Given data
···
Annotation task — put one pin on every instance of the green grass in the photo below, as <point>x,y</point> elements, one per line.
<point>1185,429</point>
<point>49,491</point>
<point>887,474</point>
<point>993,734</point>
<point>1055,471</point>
···
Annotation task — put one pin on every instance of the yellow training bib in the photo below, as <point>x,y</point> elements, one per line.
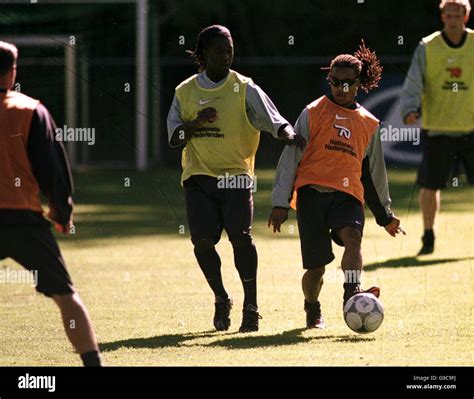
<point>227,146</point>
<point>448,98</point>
···
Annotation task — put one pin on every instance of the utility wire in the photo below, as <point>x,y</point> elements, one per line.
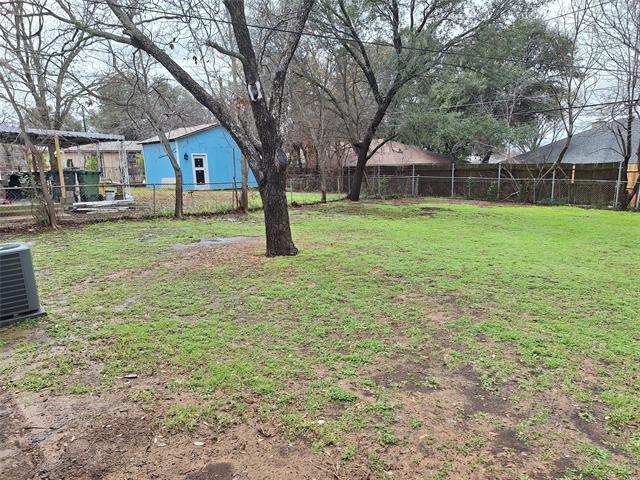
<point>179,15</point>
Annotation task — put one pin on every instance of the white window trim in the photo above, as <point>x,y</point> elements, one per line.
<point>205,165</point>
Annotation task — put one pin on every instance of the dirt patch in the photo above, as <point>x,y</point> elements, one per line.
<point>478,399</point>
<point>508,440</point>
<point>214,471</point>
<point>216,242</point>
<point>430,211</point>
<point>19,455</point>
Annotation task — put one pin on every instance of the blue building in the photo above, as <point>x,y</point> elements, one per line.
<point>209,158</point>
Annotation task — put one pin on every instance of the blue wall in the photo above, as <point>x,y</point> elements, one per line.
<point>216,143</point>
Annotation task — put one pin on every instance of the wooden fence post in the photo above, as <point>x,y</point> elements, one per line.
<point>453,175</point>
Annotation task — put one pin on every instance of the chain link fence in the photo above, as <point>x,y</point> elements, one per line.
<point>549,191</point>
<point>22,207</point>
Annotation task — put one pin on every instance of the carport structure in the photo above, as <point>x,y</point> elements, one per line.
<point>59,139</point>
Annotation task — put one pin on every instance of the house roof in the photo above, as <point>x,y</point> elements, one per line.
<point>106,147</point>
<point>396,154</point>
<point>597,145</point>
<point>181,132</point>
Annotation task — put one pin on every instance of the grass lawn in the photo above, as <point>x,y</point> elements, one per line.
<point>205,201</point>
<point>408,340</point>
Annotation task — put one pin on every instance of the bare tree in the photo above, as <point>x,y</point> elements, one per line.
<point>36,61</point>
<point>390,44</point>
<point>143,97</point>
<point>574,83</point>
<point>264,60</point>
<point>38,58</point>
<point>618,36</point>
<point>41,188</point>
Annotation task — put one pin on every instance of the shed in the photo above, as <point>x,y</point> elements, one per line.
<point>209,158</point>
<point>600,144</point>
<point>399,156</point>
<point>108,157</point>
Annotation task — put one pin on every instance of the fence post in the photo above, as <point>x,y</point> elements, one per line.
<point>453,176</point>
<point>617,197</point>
···
Reproduce the lines starting at the one that contains "of the house" and ending at the one that contains "<point>181,132</point>", with both of those lines included.

Annotation task — put one pin on every instance of the house roof in the photo above, as <point>x,y</point> elements, one per line.
<point>106,147</point>
<point>396,154</point>
<point>597,145</point>
<point>181,132</point>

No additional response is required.